Entries for pointing at named objects
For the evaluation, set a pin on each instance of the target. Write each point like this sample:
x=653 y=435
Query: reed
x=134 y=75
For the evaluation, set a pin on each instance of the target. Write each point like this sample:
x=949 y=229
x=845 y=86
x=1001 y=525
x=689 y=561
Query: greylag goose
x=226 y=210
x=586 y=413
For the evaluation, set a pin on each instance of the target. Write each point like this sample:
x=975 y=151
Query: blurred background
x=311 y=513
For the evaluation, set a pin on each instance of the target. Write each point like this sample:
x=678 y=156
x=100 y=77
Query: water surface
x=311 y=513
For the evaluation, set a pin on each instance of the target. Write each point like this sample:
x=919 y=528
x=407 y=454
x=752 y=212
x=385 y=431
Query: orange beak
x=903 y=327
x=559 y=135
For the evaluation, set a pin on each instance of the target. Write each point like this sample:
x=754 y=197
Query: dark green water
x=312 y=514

==

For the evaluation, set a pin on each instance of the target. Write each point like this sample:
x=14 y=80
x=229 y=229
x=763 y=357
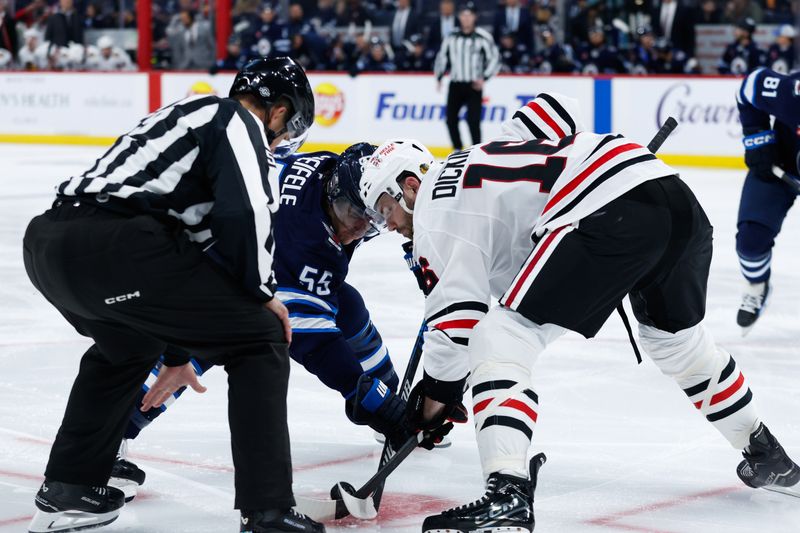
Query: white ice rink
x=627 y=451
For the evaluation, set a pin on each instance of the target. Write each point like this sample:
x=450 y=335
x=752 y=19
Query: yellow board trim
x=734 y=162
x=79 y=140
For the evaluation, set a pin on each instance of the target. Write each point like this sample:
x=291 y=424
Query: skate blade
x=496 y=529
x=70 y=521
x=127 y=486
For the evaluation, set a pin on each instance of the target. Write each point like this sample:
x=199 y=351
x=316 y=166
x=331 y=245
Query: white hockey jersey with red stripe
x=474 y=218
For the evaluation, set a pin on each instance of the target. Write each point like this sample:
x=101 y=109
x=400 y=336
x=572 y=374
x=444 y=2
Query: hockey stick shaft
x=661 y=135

→ **Problem**
Collect every line from the items above that contains the string "white", matching case exactly.

→ **Correct output**
Query: white ice rink
Query: white hockey jersey with red stripe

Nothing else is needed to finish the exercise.